■ 文本摘录:
为了使用新的配置方法来对模型进行训练，你只需要运行如下命令。

python tools/train.py configs/balloon/mask-rcnn_r50-caffe_fpn_ms-poly-1x_balloon.py

测试以及推理

为了测试训练完毕的模型，只需要运行如下命令。

python tools/test.py configs/balloon/mask-rcnn_r50-caffe_fpn_ms-poly-1x_balloon.py work_dirs/mask-rcnn_r50-caffe_fpn_ms-poly-1x_balloon/epoch_12.pth

可视化分析

可视化分析包括特征图可视化以及类似 Grad CAM 等可视化分析手段。不过由于 MMDetection 中还没有实现，我们可以直接采用 MMYOLO 中提供的功能和脚本。MMYOLO 是基于 MMDetection 开发，并且此案有了统一的代码组织形式，因此 MMDetection 配置可以直接在 MMYOLO 中使用，无需更改配置。

特征图可视化

MMYOLO 中，将使用 MMEngine 提供的 Visualizer 可视化器进行特征图可视化，其具备如下功能：

支持基础绘图接口以及特征图可视化。
支持选择模型中的不同层来得到特征图，包含 squeeze_mean ， select_max ， topk 三种显示方式，用户还可以使用 arrangement 自定义特征图显示的布局方式。

你可以调用 demo/featmap_vis_demo.py 来简单快捷地得到可视化结果，为了方便理解，将其主要参数的功能梳理如下：

img：选择要用于特征图可视化的图片，支持单张图片或者图片路径列表。
config：选择算法的配置文件。
checkpoint：选择对应算法的权重文件。
--out-file：将得到的特征图保存到本地，并指定路径和文件名。
--device：指定用于推理图片的硬件，--device cuda：0 表示使用第 1 张 GPU 推理，--device cpu 表示用 CPU 推理。
--score-thr：设置检测框的置信度阈值，只有置信度高于这个值的框才会显示。
--preview-model：可以预览模型，方便用户理解模型的特征层结构。
--target-layers：对指定层获取可视化的特征图。
- 可以单独输出某个层的特征图，例如： --target-layers backbone , --target-layers neck , --target-layers backbone.stage4 等。

■ 数据集摘录:

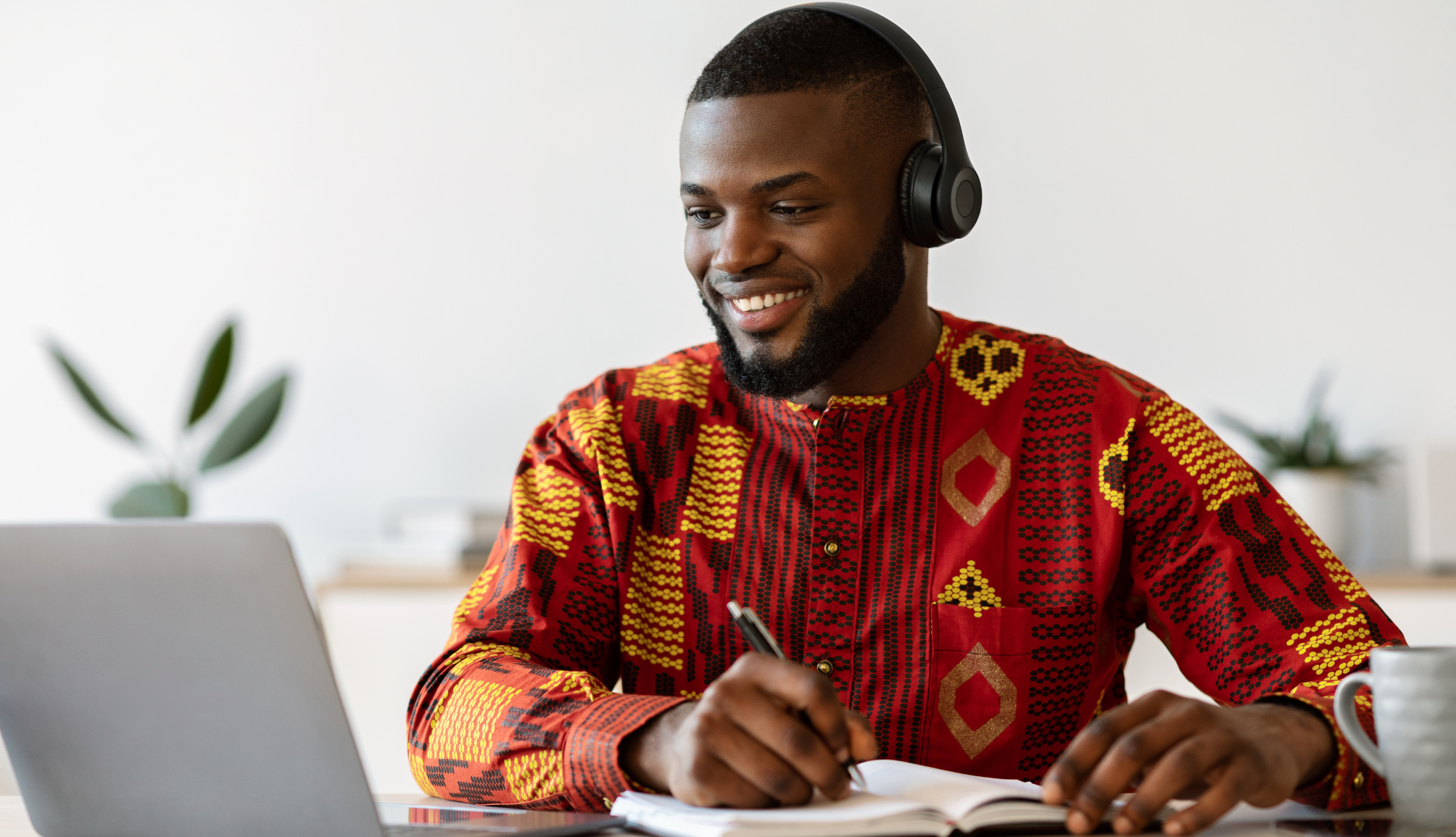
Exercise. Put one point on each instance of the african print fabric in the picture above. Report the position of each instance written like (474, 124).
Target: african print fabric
(966, 559)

■ 简短问题:
在这段关于模型训练与可视化的文本中，参数 --score-thr 的作用是什么？ 这些材料与此处的内容无关。

■ 结果如下:
它设置检测框的置信度阈值，只有置信度高于该值的框才会显示。